Segment Open

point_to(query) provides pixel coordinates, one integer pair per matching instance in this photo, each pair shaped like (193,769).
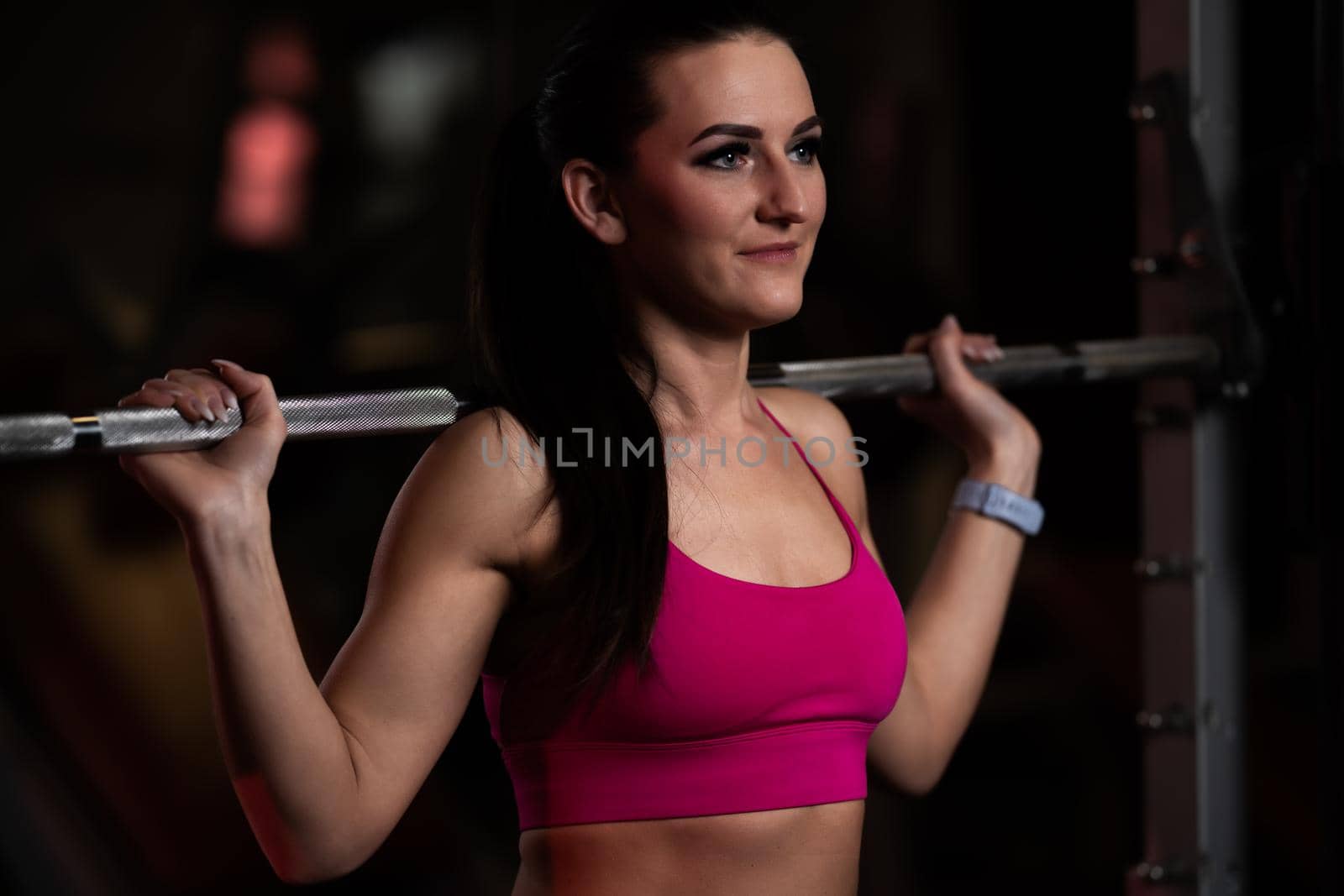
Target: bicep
(437,591)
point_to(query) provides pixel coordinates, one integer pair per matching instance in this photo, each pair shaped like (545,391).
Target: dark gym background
(979,160)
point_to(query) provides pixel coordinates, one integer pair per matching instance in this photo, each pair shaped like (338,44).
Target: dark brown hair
(553,344)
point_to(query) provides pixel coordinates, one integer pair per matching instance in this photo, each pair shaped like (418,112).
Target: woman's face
(730,167)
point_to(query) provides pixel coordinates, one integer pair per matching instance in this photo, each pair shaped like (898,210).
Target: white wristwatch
(994,500)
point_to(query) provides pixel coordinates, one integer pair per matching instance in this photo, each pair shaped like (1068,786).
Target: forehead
(743,81)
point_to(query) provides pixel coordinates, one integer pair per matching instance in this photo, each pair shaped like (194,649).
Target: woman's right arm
(324,774)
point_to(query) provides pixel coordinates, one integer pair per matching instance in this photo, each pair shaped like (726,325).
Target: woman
(738,653)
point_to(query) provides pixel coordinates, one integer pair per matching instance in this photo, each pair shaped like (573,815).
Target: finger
(255,392)
(945,354)
(192,405)
(980,347)
(206,385)
(154,398)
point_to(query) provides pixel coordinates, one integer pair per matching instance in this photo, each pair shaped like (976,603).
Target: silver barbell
(138,430)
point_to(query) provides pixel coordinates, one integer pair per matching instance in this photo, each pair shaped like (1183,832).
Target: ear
(589,194)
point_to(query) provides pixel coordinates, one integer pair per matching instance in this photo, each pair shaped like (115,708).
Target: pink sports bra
(759,698)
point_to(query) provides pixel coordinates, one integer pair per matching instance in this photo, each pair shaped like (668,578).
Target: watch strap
(1000,503)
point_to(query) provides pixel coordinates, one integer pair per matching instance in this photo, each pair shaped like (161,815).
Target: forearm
(286,748)
(958,607)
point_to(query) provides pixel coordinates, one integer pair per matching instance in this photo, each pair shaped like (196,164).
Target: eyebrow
(749,130)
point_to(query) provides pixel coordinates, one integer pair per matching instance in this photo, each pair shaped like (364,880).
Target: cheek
(690,210)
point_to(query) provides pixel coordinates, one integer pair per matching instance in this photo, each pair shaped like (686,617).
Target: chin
(777,308)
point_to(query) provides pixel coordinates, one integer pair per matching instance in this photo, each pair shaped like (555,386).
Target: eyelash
(811,144)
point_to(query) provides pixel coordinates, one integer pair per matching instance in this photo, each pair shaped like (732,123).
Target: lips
(770,248)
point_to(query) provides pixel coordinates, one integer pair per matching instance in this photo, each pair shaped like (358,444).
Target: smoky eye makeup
(741,148)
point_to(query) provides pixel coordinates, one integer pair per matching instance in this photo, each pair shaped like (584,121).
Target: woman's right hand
(234,473)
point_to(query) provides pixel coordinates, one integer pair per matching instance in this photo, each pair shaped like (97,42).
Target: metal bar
(418,410)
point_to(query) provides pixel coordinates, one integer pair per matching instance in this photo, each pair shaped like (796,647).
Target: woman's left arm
(958,607)
(953,625)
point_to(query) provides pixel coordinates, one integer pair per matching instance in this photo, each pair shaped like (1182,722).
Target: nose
(783,194)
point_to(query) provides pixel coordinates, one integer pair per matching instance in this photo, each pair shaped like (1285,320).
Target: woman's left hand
(969,411)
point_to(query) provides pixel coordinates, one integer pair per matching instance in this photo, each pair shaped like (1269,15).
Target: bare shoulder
(808,416)
(470,488)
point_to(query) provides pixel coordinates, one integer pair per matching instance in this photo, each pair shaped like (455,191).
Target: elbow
(917,777)
(312,869)
(920,783)
(299,860)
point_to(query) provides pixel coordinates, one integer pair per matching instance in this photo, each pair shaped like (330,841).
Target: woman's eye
(813,148)
(726,150)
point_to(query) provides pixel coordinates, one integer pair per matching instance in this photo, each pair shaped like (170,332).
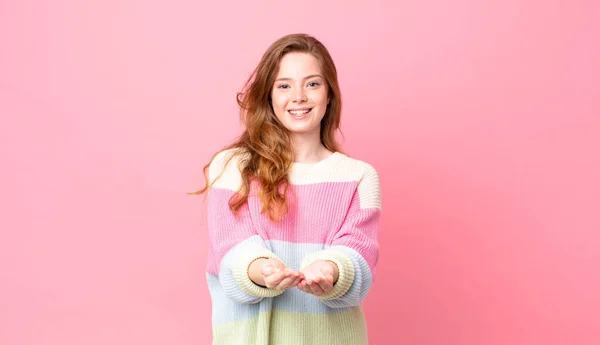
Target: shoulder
(225,169)
(367,178)
(356,169)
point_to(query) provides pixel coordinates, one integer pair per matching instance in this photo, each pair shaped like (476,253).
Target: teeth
(299,112)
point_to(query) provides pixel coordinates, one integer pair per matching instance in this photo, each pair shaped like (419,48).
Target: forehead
(298,65)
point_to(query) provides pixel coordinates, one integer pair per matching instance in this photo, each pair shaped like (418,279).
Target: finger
(272,280)
(297,279)
(285,283)
(315,288)
(326,285)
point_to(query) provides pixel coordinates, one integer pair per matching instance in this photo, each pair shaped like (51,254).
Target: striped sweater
(333,215)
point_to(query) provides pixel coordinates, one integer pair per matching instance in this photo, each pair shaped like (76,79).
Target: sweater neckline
(298,167)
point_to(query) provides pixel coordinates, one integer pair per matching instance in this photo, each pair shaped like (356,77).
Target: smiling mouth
(299,112)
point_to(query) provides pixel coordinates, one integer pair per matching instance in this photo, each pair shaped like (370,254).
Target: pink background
(482,117)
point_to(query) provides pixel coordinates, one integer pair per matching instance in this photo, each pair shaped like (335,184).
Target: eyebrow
(307,77)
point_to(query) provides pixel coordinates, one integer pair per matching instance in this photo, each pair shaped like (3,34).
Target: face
(300,94)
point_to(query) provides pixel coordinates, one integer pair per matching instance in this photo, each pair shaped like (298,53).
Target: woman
(292,221)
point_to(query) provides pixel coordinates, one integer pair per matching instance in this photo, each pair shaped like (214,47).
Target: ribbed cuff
(345,271)
(240,274)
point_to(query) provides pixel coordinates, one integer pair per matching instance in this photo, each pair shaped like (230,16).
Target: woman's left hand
(319,277)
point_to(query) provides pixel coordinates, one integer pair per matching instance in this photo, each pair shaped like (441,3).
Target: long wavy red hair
(264,147)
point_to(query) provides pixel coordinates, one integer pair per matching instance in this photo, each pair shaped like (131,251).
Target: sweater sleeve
(234,243)
(354,248)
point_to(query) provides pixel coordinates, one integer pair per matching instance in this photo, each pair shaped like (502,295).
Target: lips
(299,112)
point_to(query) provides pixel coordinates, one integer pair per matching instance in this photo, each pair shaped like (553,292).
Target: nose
(300,95)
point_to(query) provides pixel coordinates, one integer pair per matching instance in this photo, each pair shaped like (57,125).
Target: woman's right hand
(273,274)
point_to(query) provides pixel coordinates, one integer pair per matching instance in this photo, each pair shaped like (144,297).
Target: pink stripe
(327,213)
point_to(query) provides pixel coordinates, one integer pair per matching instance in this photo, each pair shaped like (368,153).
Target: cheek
(279,101)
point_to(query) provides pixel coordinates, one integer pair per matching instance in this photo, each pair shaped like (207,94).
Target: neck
(308,148)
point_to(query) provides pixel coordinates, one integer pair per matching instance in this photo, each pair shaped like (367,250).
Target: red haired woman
(292,221)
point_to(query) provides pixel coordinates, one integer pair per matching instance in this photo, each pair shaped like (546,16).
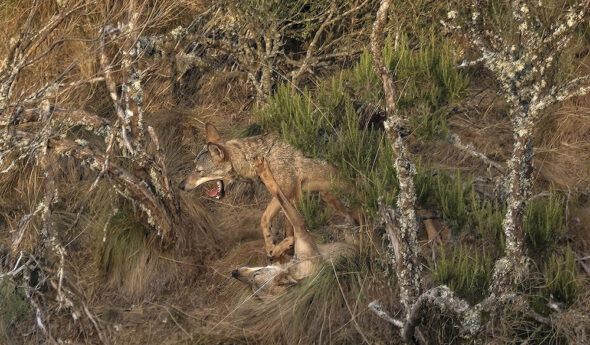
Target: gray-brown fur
(294,173)
(276,278)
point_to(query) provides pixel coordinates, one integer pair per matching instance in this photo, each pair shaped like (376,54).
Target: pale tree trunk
(403,219)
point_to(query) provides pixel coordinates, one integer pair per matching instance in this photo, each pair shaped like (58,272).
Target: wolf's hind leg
(271,211)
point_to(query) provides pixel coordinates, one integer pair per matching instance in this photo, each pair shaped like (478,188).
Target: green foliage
(467,271)
(545,221)
(562,280)
(446,193)
(125,242)
(313,212)
(330,123)
(427,80)
(13,306)
(487,218)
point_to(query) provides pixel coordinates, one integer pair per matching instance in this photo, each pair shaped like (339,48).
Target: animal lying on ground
(276,278)
(223,162)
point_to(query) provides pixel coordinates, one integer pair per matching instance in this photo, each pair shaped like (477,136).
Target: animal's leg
(323,186)
(271,211)
(281,248)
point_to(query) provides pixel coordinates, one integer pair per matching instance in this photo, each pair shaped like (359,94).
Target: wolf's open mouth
(216,190)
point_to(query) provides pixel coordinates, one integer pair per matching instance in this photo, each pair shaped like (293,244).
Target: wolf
(222,162)
(275,278)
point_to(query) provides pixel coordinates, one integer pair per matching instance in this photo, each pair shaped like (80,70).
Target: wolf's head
(211,165)
(266,280)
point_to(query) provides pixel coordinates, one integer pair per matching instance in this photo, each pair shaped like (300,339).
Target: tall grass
(330,123)
(465,270)
(13,305)
(545,221)
(562,280)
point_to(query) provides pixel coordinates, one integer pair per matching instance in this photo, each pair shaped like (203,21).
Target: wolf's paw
(259,164)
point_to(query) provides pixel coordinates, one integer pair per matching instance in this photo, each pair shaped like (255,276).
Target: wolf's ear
(216,152)
(285,279)
(211,134)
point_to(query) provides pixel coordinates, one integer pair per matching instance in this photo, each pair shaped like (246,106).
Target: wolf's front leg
(271,211)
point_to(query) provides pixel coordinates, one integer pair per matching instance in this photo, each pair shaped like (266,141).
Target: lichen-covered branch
(402,224)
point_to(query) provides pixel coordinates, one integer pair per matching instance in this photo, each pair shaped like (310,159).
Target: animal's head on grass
(212,165)
(266,280)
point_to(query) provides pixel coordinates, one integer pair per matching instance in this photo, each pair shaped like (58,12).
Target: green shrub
(562,280)
(125,242)
(329,123)
(465,271)
(545,221)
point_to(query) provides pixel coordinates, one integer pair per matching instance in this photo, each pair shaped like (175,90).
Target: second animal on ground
(222,162)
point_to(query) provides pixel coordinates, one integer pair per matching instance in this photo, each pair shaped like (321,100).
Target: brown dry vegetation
(143,294)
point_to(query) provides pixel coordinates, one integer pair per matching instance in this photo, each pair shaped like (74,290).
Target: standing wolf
(225,161)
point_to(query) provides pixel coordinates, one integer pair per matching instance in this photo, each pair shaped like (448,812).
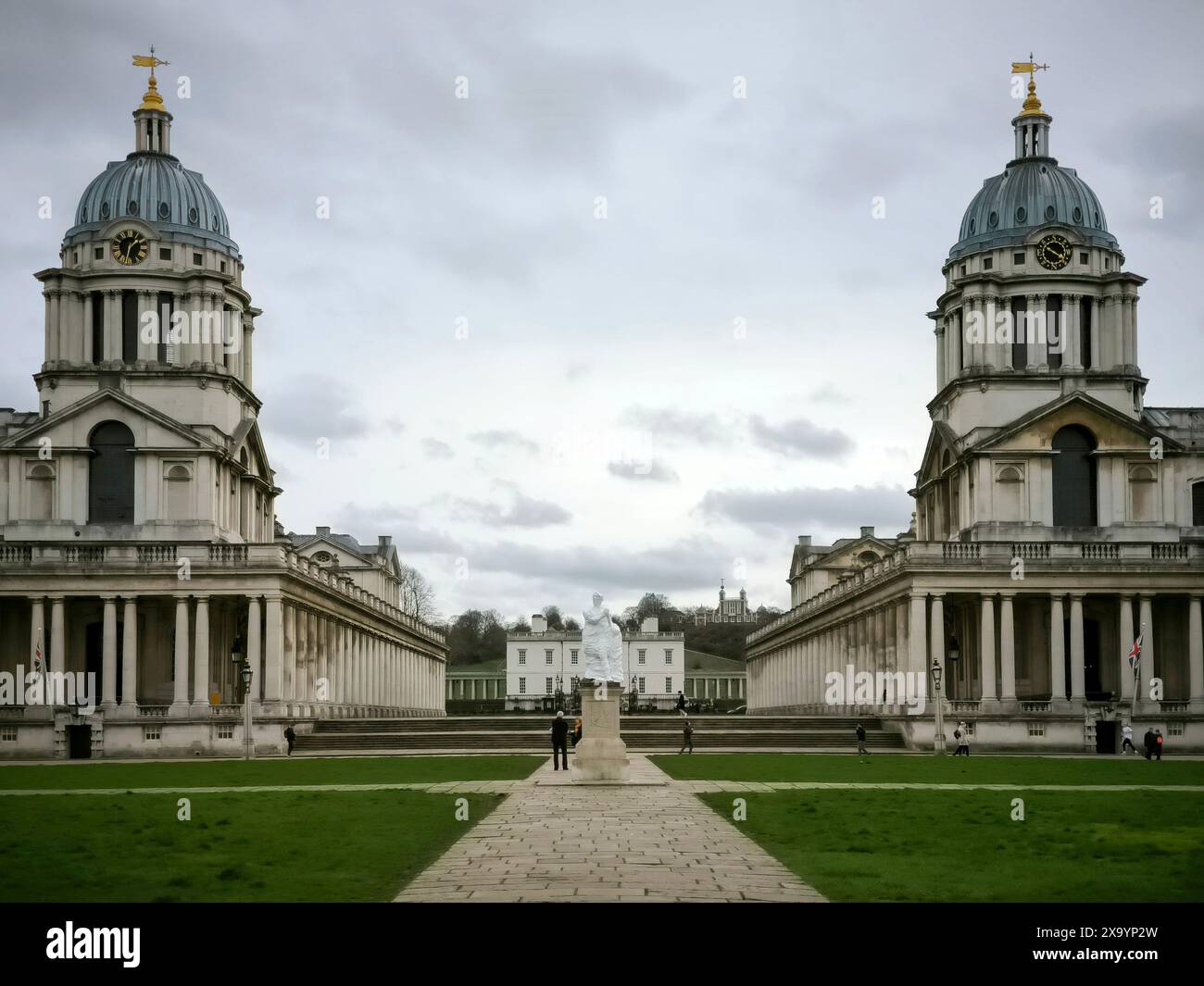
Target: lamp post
(939,738)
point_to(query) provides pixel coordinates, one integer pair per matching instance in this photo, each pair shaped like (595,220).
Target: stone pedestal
(601,756)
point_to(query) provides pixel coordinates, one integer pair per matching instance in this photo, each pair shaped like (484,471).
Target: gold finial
(151,99)
(1032,106)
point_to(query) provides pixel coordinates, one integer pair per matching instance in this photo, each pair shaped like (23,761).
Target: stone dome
(1030,194)
(159,191)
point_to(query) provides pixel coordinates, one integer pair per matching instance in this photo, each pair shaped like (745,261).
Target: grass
(930,769)
(402,769)
(336,846)
(1126,846)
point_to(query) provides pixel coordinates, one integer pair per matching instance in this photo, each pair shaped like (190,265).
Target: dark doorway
(80,742)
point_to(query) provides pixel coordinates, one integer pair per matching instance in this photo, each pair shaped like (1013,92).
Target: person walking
(558,741)
(962,734)
(686,737)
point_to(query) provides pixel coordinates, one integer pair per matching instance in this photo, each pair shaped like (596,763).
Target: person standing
(558,741)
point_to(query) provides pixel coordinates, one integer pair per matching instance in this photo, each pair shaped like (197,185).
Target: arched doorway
(1074,478)
(111,474)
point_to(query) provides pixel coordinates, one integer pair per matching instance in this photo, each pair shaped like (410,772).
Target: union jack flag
(1135,654)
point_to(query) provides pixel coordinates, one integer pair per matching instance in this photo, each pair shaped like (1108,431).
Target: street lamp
(939,738)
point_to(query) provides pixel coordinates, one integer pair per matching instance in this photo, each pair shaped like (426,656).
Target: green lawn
(1126,846)
(930,769)
(359,845)
(402,769)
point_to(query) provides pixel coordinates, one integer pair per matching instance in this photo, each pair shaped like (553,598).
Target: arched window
(111,474)
(1074,478)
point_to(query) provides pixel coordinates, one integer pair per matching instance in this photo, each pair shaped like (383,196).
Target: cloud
(437,449)
(799,438)
(521,512)
(654,471)
(309,407)
(501,438)
(837,511)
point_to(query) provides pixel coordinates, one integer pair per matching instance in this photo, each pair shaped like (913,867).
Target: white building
(1058,514)
(543,662)
(137,536)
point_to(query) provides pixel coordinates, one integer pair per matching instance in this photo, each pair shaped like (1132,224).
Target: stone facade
(137,533)
(1058,516)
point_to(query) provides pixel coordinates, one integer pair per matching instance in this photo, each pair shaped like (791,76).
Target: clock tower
(1036,303)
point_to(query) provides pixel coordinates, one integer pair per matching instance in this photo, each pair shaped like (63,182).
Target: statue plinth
(601,756)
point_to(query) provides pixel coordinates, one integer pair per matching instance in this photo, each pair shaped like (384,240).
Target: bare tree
(417,595)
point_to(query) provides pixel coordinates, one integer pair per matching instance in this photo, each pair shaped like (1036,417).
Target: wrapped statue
(601,644)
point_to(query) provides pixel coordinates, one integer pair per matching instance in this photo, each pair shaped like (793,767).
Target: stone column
(1196,654)
(108,654)
(1007,652)
(1058,654)
(201,657)
(180,692)
(131,655)
(986,654)
(273,645)
(1147,608)
(1076,652)
(1127,636)
(254,645)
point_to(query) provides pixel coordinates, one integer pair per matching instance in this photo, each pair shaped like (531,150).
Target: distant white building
(543,661)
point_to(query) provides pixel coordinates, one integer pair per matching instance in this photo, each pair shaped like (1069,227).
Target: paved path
(650,841)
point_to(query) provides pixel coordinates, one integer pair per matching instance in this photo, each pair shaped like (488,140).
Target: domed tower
(1036,304)
(148,299)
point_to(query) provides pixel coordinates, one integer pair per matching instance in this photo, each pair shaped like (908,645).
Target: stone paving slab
(653,842)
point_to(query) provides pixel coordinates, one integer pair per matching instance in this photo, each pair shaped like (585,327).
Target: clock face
(131,247)
(1054,252)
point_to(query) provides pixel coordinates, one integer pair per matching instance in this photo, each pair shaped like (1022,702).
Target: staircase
(643,733)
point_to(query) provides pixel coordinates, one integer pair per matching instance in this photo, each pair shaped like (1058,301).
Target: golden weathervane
(1032,105)
(151,100)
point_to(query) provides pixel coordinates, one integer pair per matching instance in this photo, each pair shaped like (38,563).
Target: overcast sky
(603,324)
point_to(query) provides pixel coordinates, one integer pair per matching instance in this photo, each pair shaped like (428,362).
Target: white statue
(602,644)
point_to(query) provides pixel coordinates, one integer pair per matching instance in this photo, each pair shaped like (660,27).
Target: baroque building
(137,532)
(1058,516)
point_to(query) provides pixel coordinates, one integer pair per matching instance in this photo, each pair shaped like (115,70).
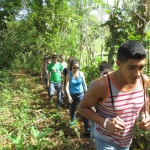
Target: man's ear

Segment Closed

Assignment: Given the records above, return exactly the lines starting at the line containing "shaped like (190,265)." and ending at the line containing "shaped like (197,185).", including both.

Answer:
point_to(query) provides pixel coordinates, one integer pair per matching instance in this photo, each pair shaped like (190,265).
Target: dark doorway
(80,742)
point_to(query) provides pixel coordinates, one integer pair per matching instance in this photo, each pair shaped like (1013,92).
Target: person walking
(558,741)
(962,734)
(686,737)
point_to(query) provides pixel coordinates, one integer pair per matching instance in this photo, each pair shaped like (596,763).
Target: person standing
(558,741)
point_to(query) provides pixel coordinates, one integer pair per matching instance in this photo, each pair shaped like (197,185).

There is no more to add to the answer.